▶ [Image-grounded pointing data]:
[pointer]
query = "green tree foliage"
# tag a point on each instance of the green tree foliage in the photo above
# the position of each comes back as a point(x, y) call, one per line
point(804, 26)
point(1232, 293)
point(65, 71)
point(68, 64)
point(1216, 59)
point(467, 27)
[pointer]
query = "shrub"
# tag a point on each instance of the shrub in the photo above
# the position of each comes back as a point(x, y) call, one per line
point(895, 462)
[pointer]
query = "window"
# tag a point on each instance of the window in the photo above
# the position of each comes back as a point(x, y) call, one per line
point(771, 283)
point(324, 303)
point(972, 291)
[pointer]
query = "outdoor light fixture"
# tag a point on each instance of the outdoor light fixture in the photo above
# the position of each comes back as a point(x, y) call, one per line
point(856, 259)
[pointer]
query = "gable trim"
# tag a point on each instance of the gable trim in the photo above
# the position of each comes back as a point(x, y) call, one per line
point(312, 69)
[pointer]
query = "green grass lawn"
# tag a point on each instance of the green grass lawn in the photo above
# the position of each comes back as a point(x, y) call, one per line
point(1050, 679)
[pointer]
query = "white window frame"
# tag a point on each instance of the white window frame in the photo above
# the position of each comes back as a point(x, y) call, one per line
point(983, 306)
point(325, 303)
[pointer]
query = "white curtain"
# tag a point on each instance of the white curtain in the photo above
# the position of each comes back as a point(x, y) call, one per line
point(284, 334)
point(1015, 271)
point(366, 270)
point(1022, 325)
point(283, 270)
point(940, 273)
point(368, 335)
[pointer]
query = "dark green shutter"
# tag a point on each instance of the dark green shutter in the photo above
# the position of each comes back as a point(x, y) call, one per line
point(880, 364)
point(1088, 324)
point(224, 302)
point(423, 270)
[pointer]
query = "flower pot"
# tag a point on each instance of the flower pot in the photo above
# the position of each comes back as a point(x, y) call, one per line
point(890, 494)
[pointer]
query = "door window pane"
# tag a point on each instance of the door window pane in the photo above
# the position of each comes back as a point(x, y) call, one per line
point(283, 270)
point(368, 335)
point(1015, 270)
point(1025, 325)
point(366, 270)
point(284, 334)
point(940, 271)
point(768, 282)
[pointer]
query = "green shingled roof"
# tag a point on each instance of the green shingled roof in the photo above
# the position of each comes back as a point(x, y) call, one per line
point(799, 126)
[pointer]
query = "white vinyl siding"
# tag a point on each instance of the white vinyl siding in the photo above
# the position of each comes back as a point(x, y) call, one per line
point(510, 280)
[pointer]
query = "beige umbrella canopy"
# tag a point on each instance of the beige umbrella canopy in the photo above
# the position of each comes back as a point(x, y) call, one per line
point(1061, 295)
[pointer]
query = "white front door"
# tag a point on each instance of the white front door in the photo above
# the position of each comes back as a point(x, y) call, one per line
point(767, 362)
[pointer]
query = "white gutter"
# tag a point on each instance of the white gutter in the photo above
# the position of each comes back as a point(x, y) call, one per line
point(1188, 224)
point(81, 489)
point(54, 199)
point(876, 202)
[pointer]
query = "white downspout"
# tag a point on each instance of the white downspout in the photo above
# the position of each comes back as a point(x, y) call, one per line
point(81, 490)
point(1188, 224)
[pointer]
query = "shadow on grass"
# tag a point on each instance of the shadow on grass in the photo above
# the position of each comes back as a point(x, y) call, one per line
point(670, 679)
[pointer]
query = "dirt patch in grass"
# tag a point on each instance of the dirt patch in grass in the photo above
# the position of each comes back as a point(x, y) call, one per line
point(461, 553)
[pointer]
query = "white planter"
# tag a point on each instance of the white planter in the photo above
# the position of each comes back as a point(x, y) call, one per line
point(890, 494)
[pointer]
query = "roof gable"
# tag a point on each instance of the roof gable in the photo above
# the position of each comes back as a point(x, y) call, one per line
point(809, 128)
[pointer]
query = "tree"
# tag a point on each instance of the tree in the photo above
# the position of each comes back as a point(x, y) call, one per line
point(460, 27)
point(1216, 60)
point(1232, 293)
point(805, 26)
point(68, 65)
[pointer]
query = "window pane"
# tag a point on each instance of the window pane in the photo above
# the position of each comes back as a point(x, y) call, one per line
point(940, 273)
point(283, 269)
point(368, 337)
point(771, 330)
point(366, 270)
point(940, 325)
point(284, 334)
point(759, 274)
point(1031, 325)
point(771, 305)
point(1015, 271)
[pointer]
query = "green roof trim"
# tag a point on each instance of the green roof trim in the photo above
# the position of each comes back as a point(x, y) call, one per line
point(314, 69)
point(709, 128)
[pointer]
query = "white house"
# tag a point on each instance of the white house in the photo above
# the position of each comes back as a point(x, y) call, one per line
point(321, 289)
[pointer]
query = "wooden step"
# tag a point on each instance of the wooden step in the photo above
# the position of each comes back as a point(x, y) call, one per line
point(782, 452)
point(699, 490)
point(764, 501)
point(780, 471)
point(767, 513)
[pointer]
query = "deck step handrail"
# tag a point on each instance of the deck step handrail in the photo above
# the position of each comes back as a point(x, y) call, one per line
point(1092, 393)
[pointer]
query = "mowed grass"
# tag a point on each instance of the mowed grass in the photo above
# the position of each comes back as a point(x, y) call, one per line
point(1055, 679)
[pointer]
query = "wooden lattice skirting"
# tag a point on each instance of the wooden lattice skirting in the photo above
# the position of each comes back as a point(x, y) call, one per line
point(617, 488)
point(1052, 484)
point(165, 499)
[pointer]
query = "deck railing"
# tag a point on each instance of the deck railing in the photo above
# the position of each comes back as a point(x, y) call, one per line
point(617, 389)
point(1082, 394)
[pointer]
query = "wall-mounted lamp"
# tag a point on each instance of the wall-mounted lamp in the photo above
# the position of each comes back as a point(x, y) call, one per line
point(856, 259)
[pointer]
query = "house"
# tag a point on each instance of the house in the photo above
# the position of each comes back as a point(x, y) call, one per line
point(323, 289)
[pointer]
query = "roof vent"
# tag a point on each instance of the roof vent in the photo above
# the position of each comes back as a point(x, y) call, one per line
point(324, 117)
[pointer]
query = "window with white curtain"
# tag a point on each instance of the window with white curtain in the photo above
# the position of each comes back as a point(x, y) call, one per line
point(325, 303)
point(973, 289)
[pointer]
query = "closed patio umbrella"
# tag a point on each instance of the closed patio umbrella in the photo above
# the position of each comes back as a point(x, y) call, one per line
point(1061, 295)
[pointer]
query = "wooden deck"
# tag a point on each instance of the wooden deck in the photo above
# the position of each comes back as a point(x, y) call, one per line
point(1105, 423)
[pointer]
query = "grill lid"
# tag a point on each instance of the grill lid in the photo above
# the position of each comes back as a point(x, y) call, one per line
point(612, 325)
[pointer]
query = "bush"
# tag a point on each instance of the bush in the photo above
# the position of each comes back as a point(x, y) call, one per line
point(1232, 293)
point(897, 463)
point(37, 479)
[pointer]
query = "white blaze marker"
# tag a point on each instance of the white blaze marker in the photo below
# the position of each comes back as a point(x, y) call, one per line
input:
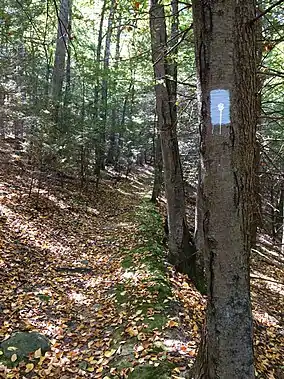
point(220, 108)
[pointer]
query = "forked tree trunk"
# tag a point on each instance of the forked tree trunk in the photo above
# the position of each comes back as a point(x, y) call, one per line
point(226, 70)
point(181, 249)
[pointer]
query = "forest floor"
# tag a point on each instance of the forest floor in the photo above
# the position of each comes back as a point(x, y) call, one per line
point(88, 271)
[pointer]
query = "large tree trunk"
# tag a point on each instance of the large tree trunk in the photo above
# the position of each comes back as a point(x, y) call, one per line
point(226, 68)
point(181, 248)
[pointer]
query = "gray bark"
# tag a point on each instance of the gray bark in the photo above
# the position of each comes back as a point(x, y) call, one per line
point(60, 55)
point(226, 60)
point(181, 250)
point(100, 146)
point(158, 177)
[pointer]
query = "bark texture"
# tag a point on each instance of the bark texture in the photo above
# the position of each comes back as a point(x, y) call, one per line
point(226, 60)
point(181, 248)
point(60, 54)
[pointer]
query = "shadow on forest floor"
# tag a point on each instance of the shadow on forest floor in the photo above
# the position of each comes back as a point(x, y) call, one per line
point(72, 267)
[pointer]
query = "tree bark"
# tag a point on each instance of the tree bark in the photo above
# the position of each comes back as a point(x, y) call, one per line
point(226, 69)
point(158, 176)
point(181, 248)
point(100, 146)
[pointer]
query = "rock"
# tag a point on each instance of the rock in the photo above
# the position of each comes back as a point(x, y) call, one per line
point(22, 344)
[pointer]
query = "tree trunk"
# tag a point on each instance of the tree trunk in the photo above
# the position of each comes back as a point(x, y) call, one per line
point(158, 178)
point(181, 248)
point(226, 70)
point(114, 133)
point(60, 55)
point(100, 146)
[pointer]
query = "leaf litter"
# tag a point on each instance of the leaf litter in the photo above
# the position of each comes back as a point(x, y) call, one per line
point(74, 268)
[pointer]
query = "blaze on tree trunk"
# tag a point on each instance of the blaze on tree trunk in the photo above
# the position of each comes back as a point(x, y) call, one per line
point(181, 248)
point(60, 55)
point(226, 70)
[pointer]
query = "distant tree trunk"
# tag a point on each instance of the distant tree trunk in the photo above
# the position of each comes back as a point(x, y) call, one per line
point(158, 177)
point(60, 56)
point(68, 63)
point(2, 102)
point(226, 70)
point(181, 249)
point(100, 146)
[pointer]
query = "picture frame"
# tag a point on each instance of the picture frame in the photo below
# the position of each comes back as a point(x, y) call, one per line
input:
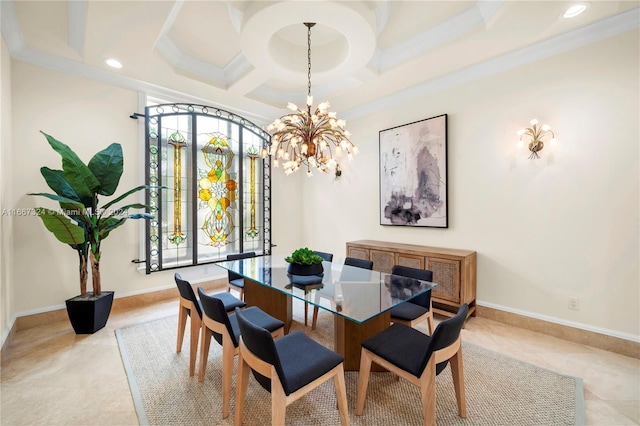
point(413, 174)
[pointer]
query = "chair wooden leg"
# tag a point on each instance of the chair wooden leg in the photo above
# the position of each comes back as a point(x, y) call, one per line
point(314, 321)
point(278, 402)
point(182, 325)
point(205, 343)
point(430, 323)
point(457, 372)
point(363, 381)
point(428, 393)
point(196, 323)
point(228, 353)
point(306, 307)
point(341, 396)
point(242, 383)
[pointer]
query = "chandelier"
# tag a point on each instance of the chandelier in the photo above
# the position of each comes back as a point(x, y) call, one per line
point(309, 139)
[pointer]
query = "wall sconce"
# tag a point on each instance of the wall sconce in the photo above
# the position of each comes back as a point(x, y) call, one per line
point(535, 134)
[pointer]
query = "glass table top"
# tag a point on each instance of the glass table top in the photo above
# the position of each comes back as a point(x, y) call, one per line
point(354, 293)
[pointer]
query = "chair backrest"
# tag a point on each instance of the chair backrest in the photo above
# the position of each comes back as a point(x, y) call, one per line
point(423, 299)
point(446, 333)
point(232, 275)
point(260, 342)
point(326, 256)
point(361, 274)
point(186, 292)
point(213, 307)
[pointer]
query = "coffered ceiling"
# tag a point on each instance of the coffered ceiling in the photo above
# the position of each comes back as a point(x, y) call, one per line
point(251, 56)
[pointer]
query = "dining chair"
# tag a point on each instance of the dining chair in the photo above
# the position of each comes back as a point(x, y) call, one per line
point(224, 328)
point(417, 358)
point(288, 368)
point(347, 274)
point(236, 281)
point(189, 306)
point(418, 308)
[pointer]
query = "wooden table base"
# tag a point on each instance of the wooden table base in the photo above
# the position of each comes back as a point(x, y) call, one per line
point(273, 302)
point(348, 337)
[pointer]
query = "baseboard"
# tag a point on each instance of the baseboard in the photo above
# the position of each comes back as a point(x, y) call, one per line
point(120, 304)
point(590, 338)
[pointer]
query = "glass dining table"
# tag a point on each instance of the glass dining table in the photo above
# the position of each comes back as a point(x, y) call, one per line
point(359, 299)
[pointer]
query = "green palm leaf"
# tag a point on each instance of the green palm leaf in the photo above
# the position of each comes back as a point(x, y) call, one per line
point(75, 171)
point(107, 166)
point(60, 225)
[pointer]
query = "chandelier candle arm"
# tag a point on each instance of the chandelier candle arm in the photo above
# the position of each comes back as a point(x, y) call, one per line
point(312, 139)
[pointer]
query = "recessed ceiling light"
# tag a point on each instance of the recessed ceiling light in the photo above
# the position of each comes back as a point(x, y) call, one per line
point(574, 10)
point(113, 63)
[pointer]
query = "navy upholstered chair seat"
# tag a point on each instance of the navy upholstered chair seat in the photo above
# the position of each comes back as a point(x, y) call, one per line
point(236, 281)
point(417, 309)
point(417, 358)
point(190, 306)
point(288, 368)
point(408, 311)
point(303, 360)
point(225, 330)
point(230, 302)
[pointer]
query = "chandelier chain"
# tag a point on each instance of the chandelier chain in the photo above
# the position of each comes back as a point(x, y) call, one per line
point(309, 59)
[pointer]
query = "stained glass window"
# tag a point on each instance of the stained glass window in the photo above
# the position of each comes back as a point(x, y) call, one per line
point(214, 188)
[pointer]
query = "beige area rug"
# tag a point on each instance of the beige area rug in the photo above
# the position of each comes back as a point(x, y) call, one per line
point(500, 390)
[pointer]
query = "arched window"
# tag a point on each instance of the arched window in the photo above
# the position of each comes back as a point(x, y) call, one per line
point(216, 195)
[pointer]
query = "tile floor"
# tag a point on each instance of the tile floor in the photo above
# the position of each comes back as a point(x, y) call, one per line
point(53, 377)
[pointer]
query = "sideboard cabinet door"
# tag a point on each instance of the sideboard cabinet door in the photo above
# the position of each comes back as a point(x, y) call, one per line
point(382, 260)
point(446, 273)
point(454, 270)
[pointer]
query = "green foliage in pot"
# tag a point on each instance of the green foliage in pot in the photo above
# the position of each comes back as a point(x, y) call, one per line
point(304, 256)
point(80, 222)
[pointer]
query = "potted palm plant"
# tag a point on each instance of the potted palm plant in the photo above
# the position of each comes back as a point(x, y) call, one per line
point(82, 223)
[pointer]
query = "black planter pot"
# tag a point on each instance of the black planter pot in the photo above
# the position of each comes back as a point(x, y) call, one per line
point(89, 314)
point(295, 269)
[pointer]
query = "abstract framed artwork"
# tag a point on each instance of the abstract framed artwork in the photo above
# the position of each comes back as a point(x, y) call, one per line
point(413, 174)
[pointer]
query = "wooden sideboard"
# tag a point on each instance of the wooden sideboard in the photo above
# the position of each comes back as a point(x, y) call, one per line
point(454, 270)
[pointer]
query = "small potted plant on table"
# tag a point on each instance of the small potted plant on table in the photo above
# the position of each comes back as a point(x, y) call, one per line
point(304, 262)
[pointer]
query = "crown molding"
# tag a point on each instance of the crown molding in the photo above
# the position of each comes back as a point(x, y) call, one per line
point(592, 33)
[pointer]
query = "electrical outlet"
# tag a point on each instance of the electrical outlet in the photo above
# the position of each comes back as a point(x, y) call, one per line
point(574, 303)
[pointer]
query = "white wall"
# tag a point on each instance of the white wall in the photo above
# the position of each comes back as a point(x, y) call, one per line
point(546, 230)
point(7, 307)
point(88, 116)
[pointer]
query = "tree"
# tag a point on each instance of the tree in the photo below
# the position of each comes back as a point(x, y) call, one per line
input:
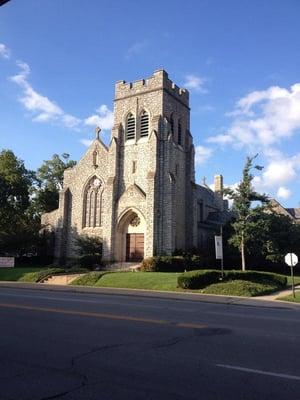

▶ [Instructions to follow]: Each line from the top of the data, up to and including the line that contains "# tag a point on each instance of the window in", should be set down exactly.

▶ [Response to this task]:
[pointer]
query = "green tree foliage"
# tag a point on each instance of the green tree foliage in the photo above
# the position of each comes back as a point(x, y) call, one per line
point(804, 26)
point(1232, 293)
point(65, 71)
point(68, 64)
point(1216, 59)
point(467, 27)
[pointer]
query = "shrub"
# tag a point on each instance of the shrub in the photo above
# the position of each comes back as a point(x, y) call, one per line
point(895, 462)
[pointer]
query = "window"
# tag a point on each instance of the window in the photo above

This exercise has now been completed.